### WHAT YOU WILL DO
(a) In the page on the CoFi-Met campaign, rewrite the paragraph beginning "Coldest Firn – Meteorology is a joint measurement campaign" as a short list that keeps its main facts.
(b) List every quantity whose spatial variability is to be measured from the air under WP1 in the page on the CoFi-Met campaign.

### SELECTED EXCERPT
● ● ● ● ● ● ●

Cold Firn-Meteorology (CoFi-Met)

Fernansicht der Kohnen Station (Photo: © Hannes Grobe)

Coldest Firn – Meteorology is a joint measurement campaign performed by the Leipzig Institute for Meteorology (LIM), University of Leipzig and the Alfred-Wegener-Institute (AWI) at Kohnen Station, Antarctica (75°00’ S, 00°04’ E, 2892 m a.s.l.) in austral summer 2013/14. Observations are an integral part of the LIM-AWI- project “Coupling of airborne and in situ ground based measurements of surface albedo, bidirectional reflectivity BRDF and snow properties in Antarctica to improve prognostic snow models” funded by German Research Foundation. Measurements are also embedded in the AWI-project “Coldest Firn”, which aims to improve knowledge on microstructure as well as physical / chemical characteristics and isotopic composition of snow and firn in key regions of the Antarctic Plateau.

Goals

Although surface albedo and BRDF strongly depend on snow grain size, snow surface roughness and atmospheric parameters, they are mostly parameterized in a simple way in regional and global climate models. Therefore, our overall goal is to improve such parameterizations by combining our measurements with prognostic snow models. Two work packages (WP), based on measurements and simulations have been designed to reach these goals:

WP1: Airborne measurements of the spatial variability of surface albedo, BRDF, surface roughness and snow grain size

WP2: Ground-based measurements and numerical simulations of the temporal variability of surface albedo and BRDF as influenced by variations in snow and atmospheric properties

The goal of CoFi-Met is to improve the current knowledge on radiative properties of snow in the Antarctic by using broadband, spectral and multi-spectral measurements of surface reflectivity. To obtain a full view of the surface properties, ground based measurements at Kohnen Station and airborne measurements over Dronning Maud Land are coupled as illustrated in Fig. 1. Identical radiometric calibration of both instrument sets and detailed airborne sampling of the ground site allow linking both data sets.

WP2: Ground-based measurements and numerical simulations of the temporal variability of surface albedo and BRDF as influenced by variations in snow and atmospheric properties.
WP2: Ground-based measurements and numerical simulations of the temporal variability of surface albedo and BRDF as influenced by variations in snow and atmospheric properties. (Graphic: G. Birnbaum, AWI)
WP1: Airborne measurements of the spatial variability of surface albedo, BRDF, surface roughness and snow grain size.
WP1: Airborne measurements of the spatial variability of surface albedo, BRDF, surface roughness and snow grain size. (Graphic: G. Birnbaum, AWI)

Ground based observation programme

The ground based observation programme at Kohnen within CoFi-Met consisted of the following elements:

Measurement of spectral and broadband albedo.
Measurement of spectral and broadband albedo. (Photo: G. Birnbaum, AWI)

● ● ● ● ● ● ●

### Stored data
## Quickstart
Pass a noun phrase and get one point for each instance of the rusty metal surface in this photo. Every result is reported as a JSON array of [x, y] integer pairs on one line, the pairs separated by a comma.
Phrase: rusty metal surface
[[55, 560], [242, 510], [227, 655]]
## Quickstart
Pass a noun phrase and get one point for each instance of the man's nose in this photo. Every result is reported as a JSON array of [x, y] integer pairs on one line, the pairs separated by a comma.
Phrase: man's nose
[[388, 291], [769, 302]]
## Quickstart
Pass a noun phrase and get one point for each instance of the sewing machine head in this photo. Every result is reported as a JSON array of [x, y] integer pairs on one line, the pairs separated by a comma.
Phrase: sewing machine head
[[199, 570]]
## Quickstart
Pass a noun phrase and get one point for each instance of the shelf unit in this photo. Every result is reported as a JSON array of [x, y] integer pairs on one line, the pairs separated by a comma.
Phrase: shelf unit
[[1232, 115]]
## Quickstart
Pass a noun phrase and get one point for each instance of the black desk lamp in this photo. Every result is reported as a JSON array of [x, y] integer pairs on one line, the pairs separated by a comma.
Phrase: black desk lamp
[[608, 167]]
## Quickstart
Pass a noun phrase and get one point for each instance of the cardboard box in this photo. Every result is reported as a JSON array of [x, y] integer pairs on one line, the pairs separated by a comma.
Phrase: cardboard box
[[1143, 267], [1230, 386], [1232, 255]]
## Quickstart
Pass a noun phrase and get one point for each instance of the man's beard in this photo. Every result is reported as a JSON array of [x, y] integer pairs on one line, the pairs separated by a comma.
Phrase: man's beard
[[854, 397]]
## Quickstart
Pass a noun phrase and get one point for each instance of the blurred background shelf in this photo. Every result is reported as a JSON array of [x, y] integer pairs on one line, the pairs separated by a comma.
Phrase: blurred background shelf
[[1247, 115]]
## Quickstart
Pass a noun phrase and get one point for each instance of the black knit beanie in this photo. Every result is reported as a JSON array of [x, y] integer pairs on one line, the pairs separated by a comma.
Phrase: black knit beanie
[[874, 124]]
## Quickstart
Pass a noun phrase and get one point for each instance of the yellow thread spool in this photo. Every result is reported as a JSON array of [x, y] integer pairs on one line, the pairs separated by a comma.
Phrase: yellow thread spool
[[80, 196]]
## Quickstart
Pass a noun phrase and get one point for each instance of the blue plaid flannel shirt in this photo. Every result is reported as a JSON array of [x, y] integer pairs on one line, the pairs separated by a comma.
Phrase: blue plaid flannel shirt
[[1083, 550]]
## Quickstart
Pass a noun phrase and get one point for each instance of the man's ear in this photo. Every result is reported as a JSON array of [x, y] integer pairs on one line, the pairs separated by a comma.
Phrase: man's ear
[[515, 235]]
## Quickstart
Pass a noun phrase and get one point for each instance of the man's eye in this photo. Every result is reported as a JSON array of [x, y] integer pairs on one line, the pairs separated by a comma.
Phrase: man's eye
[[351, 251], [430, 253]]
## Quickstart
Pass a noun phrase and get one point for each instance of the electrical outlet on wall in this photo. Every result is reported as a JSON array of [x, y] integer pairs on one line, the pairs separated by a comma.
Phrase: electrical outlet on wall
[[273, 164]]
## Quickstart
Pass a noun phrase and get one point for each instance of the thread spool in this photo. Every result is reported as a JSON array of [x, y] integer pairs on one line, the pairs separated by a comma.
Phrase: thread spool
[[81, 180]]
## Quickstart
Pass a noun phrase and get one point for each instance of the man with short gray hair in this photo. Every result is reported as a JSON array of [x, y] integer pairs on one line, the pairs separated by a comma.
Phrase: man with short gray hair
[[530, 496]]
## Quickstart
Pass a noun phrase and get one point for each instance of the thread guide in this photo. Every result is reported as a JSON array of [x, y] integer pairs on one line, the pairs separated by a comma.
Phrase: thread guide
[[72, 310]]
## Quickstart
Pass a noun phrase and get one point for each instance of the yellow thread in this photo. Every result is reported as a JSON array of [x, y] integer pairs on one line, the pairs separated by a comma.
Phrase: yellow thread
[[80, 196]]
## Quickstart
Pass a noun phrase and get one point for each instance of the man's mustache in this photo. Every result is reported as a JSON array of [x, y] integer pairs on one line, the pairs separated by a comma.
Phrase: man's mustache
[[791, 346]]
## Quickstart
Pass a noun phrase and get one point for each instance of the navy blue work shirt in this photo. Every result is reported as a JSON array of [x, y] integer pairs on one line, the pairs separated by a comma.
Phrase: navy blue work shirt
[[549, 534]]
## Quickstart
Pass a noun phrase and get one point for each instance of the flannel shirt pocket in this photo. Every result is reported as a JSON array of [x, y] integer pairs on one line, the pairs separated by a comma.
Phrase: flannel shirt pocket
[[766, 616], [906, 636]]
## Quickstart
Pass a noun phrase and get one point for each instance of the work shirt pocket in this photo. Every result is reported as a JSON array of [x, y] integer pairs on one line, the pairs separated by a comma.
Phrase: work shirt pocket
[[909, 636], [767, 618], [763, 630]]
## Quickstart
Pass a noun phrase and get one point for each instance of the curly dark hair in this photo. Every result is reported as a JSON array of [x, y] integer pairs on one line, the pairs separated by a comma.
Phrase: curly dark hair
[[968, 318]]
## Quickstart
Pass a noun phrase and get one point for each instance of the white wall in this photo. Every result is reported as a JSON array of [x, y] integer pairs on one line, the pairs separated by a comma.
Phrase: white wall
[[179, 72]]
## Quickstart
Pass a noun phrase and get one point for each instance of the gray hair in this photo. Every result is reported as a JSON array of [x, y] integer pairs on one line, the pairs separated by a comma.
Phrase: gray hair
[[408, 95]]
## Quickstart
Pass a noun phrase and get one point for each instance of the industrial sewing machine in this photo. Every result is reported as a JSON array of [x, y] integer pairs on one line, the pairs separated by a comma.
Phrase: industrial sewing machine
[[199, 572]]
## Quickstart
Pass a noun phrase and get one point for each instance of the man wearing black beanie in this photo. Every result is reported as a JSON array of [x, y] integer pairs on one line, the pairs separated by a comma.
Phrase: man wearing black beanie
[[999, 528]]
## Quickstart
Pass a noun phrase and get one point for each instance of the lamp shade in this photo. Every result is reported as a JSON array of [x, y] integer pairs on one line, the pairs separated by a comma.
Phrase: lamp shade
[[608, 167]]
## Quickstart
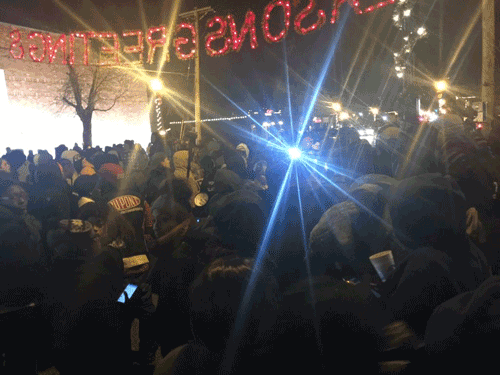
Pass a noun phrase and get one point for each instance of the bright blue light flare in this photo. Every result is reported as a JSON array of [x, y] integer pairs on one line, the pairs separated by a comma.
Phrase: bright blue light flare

● ● ● ● ● ● ●

### WORKED ANSWERS
(a)
- Joint measurement campaign by the Leipzig Institute for Meteorology (LIM), University of Leipzig, and the Alfred-Wegener-Institute (AWI)
- Location: Kohnen Station, Antarctica (75°00' S, 00°04' E, 2892 m a.s.l.)
- Time: austral summer 2013/14
- Part of the LIM-AWI project on coupling airborne and ground-based measurements of surface albedo, BRDF, and snow properties in Antarctica to improve prognostic snow models, funded by the German Research Foundation
- Also embedded in the AWI project "Coldest Firn," which aims to improve knowledge of the microstructure, physical and chemical characteristics, and isotopic composition of snow and firn in key regions of the Antarctic Plateau

(b)
- Surface albedo
- BRDF
- Surface roughness
- Snow grain size